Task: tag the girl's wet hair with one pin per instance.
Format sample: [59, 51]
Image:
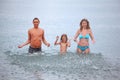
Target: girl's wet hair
[65, 36]
[81, 27]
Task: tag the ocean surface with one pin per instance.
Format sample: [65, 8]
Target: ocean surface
[58, 17]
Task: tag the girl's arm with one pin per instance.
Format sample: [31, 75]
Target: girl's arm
[56, 41]
[92, 37]
[69, 43]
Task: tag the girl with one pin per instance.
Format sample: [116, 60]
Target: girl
[63, 43]
[84, 33]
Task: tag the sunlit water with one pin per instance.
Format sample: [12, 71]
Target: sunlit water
[58, 17]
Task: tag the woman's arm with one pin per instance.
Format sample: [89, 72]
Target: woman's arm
[56, 41]
[92, 37]
[27, 42]
[44, 40]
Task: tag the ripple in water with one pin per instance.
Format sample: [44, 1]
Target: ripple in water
[70, 66]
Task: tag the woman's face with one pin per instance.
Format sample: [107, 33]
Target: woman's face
[84, 24]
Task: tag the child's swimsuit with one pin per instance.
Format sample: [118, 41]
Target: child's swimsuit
[83, 48]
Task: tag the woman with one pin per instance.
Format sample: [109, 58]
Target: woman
[84, 33]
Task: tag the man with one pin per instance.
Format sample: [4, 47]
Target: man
[35, 38]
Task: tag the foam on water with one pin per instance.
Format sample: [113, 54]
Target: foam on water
[70, 66]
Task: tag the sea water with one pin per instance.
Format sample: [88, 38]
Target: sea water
[56, 18]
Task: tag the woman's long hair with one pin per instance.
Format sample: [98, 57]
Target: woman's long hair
[65, 36]
[88, 26]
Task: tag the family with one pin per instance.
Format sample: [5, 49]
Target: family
[36, 37]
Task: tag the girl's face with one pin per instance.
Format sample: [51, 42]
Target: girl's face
[84, 24]
[64, 39]
[36, 23]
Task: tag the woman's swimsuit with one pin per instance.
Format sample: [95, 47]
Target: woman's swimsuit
[83, 48]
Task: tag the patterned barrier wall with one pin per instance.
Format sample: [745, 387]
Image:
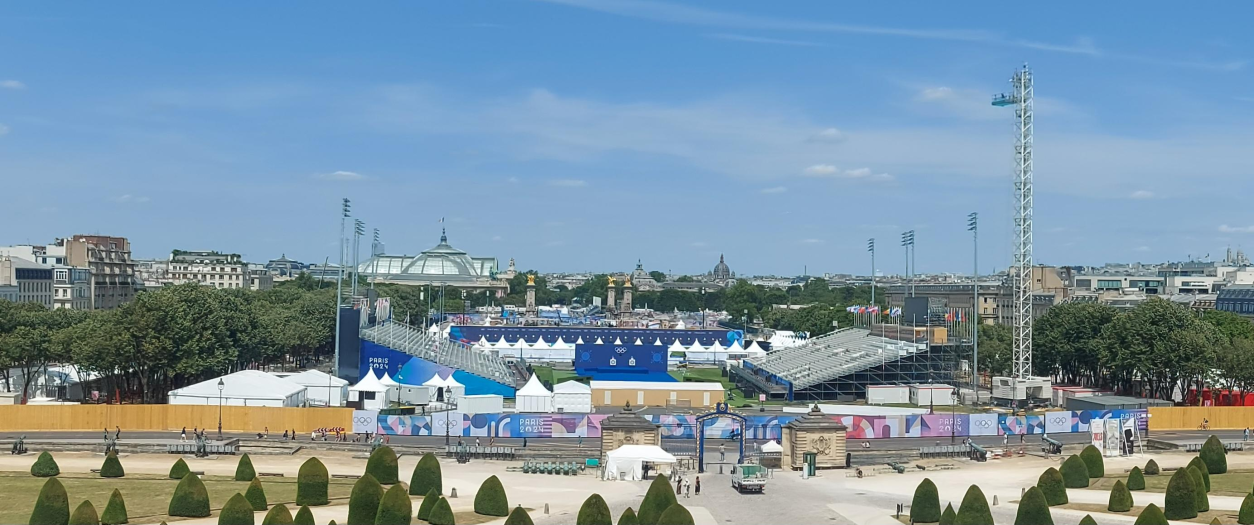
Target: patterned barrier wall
[758, 427]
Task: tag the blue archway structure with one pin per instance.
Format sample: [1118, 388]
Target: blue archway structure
[720, 411]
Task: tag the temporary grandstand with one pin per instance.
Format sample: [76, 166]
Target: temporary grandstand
[842, 363]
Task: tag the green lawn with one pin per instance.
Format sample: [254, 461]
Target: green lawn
[147, 495]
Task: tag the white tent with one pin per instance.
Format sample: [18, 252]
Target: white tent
[572, 396]
[627, 462]
[246, 387]
[534, 397]
[321, 387]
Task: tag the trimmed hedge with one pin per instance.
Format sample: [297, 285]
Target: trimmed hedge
[442, 514]
[243, 470]
[426, 476]
[926, 505]
[1214, 455]
[1151, 515]
[1180, 501]
[1075, 473]
[519, 516]
[236, 511]
[191, 499]
[277, 515]
[311, 483]
[490, 499]
[1033, 510]
[45, 466]
[394, 508]
[84, 515]
[658, 498]
[973, 509]
[595, 511]
[364, 500]
[115, 510]
[383, 465]
[1120, 499]
[178, 470]
[1094, 461]
[1052, 488]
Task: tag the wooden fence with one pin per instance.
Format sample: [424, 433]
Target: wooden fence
[172, 417]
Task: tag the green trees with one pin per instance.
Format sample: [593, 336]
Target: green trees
[1033, 510]
[115, 510]
[311, 484]
[595, 511]
[1075, 473]
[52, 506]
[973, 509]
[243, 470]
[1214, 455]
[490, 499]
[383, 465]
[394, 508]
[45, 466]
[364, 500]
[426, 476]
[1120, 499]
[926, 505]
[1180, 501]
[236, 511]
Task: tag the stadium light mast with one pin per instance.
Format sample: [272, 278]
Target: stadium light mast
[1021, 273]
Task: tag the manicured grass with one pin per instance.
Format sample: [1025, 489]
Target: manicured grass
[147, 495]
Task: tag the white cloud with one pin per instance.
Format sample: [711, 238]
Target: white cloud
[341, 176]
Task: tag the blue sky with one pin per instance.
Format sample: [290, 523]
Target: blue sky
[581, 135]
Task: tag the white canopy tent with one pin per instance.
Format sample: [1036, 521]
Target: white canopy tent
[627, 462]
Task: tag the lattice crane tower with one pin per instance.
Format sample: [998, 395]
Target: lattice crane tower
[1021, 272]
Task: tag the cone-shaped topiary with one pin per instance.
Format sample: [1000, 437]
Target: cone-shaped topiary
[45, 466]
[675, 515]
[236, 511]
[311, 484]
[53, 506]
[1033, 510]
[424, 509]
[519, 516]
[1200, 496]
[245, 471]
[973, 509]
[394, 508]
[1120, 499]
[1075, 473]
[178, 470]
[658, 498]
[490, 499]
[1214, 455]
[926, 505]
[84, 515]
[364, 500]
[115, 510]
[191, 499]
[383, 465]
[1092, 461]
[304, 516]
[1151, 515]
[1052, 488]
[595, 511]
[426, 476]
[1180, 503]
[1135, 479]
[442, 514]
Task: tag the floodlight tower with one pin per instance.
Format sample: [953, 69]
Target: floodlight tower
[1021, 272]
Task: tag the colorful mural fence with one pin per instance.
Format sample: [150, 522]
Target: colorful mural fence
[756, 427]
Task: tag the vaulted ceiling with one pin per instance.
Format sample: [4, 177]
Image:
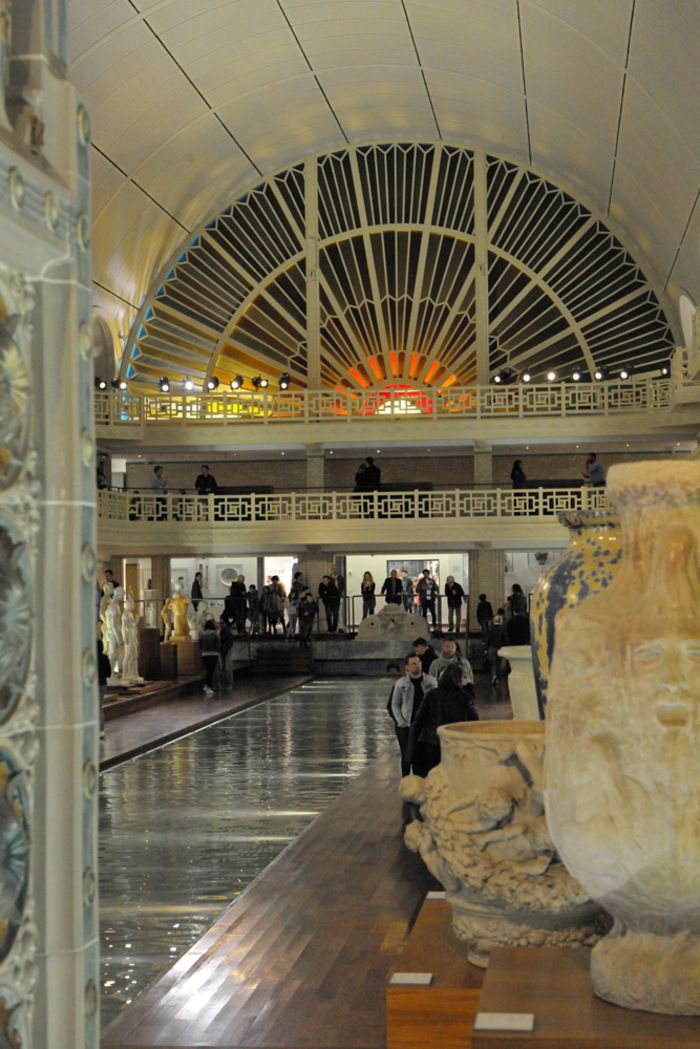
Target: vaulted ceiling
[192, 101]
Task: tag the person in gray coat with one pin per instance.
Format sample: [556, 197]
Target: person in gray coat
[448, 657]
[406, 698]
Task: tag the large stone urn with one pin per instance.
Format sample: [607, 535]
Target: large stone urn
[623, 744]
[587, 568]
[485, 838]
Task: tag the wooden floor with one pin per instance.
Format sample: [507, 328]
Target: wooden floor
[153, 726]
[302, 958]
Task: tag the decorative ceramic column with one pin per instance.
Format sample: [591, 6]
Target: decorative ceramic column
[48, 697]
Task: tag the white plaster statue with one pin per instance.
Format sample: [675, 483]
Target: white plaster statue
[130, 635]
[393, 622]
[623, 744]
[484, 837]
[112, 639]
[175, 606]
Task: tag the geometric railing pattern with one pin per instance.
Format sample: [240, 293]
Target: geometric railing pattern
[380, 262]
[563, 400]
[305, 507]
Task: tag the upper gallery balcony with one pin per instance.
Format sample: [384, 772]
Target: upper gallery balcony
[184, 522]
[484, 412]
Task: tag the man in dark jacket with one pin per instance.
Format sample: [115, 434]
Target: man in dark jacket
[393, 587]
[425, 653]
[454, 595]
[330, 595]
[484, 616]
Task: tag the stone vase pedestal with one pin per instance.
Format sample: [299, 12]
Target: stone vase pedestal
[623, 739]
[521, 682]
[484, 837]
[587, 568]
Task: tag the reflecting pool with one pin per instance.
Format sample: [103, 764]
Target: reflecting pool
[185, 829]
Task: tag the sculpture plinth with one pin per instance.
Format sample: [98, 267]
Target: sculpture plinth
[622, 744]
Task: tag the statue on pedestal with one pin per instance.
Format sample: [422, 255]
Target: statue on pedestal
[110, 616]
[130, 635]
[177, 605]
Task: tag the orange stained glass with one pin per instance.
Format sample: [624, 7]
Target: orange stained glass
[359, 378]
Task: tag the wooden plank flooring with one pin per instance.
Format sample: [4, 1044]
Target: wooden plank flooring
[302, 958]
[142, 730]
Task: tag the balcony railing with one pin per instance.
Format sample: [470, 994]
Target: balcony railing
[338, 507]
[124, 409]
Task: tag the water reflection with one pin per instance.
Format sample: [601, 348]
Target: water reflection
[185, 829]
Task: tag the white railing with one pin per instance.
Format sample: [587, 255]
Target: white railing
[308, 507]
[122, 409]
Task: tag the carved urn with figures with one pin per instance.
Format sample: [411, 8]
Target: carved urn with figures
[622, 749]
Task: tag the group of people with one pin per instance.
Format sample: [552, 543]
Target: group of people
[423, 593]
[433, 690]
[509, 626]
[594, 473]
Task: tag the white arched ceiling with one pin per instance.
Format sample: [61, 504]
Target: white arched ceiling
[191, 102]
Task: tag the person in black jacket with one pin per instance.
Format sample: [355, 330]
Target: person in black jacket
[448, 703]
[209, 647]
[330, 595]
[393, 587]
[425, 653]
[454, 595]
[195, 592]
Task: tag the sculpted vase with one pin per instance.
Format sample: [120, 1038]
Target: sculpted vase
[622, 760]
[484, 836]
[587, 568]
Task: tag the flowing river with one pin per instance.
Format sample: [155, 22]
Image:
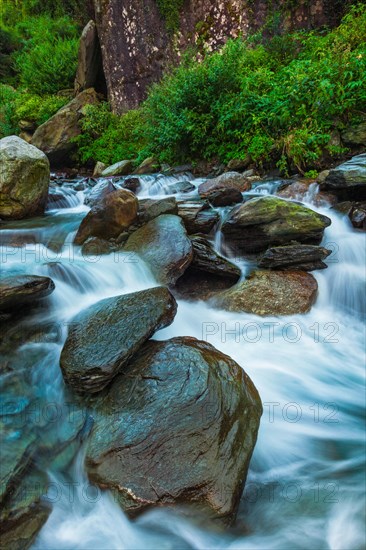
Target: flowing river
[305, 487]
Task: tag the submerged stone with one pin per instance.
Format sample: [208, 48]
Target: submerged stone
[103, 337]
[178, 427]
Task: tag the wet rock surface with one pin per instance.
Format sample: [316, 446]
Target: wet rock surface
[55, 137]
[152, 208]
[24, 179]
[122, 168]
[109, 216]
[164, 245]
[198, 218]
[265, 221]
[270, 293]
[103, 337]
[348, 181]
[21, 290]
[356, 212]
[99, 192]
[208, 273]
[183, 421]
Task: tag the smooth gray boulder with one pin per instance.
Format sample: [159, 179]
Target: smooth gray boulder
[178, 427]
[164, 245]
[103, 337]
[348, 181]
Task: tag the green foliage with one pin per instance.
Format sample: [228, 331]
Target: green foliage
[37, 109]
[13, 11]
[170, 9]
[107, 137]
[7, 111]
[278, 101]
[16, 106]
[312, 174]
[48, 59]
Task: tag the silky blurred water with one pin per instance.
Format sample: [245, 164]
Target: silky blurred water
[306, 485]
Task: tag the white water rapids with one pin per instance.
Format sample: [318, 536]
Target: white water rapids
[305, 487]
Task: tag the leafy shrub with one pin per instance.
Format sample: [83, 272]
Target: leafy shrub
[47, 62]
[37, 109]
[278, 101]
[170, 9]
[18, 105]
[109, 138]
[7, 111]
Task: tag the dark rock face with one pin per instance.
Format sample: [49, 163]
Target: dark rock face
[223, 196]
[23, 516]
[150, 208]
[181, 187]
[89, 73]
[198, 218]
[105, 336]
[183, 422]
[228, 181]
[108, 217]
[265, 221]
[132, 184]
[296, 256]
[206, 259]
[137, 46]
[348, 181]
[356, 212]
[163, 244]
[21, 290]
[55, 137]
[271, 293]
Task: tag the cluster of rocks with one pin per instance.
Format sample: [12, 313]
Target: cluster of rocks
[175, 413]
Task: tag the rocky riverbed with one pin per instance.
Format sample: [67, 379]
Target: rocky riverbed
[152, 327]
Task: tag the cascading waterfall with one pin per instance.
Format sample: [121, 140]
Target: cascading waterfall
[304, 488]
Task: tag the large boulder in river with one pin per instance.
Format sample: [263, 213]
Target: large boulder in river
[24, 179]
[348, 181]
[122, 168]
[21, 290]
[356, 212]
[56, 136]
[164, 245]
[103, 337]
[265, 221]
[225, 189]
[152, 208]
[305, 257]
[109, 216]
[208, 273]
[270, 293]
[99, 192]
[198, 218]
[178, 427]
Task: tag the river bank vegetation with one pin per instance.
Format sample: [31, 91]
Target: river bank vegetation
[280, 101]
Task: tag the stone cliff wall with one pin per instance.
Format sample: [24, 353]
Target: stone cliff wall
[138, 42]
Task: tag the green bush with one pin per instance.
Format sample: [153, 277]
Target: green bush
[278, 101]
[109, 138]
[8, 126]
[48, 60]
[17, 105]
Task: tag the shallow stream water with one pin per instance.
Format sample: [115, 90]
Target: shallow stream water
[305, 488]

▶ [What the task asks]: Set down, unchanged, the line that contains "Task: tag the river" together with every later line in the records, through the last one.

▶ [Correct answer]:
Task: tag the river bank vegetation with one pin per instance.
Format sample: [31, 91]
Target: river bank vegetation
[280, 101]
Task: tag the stone cliff wall with one pin per instance.
Format sample: [24, 353]
Target: stone cliff wall
[138, 42]
Task: tag the green bush with one pin per instance.
Format sample: [153, 277]
Target: green bush
[278, 101]
[109, 138]
[8, 126]
[48, 60]
[17, 105]
Task: tag the shallow stream water with one pin per instance.
Format sample: [115, 90]
Target: shallow stream water
[305, 488]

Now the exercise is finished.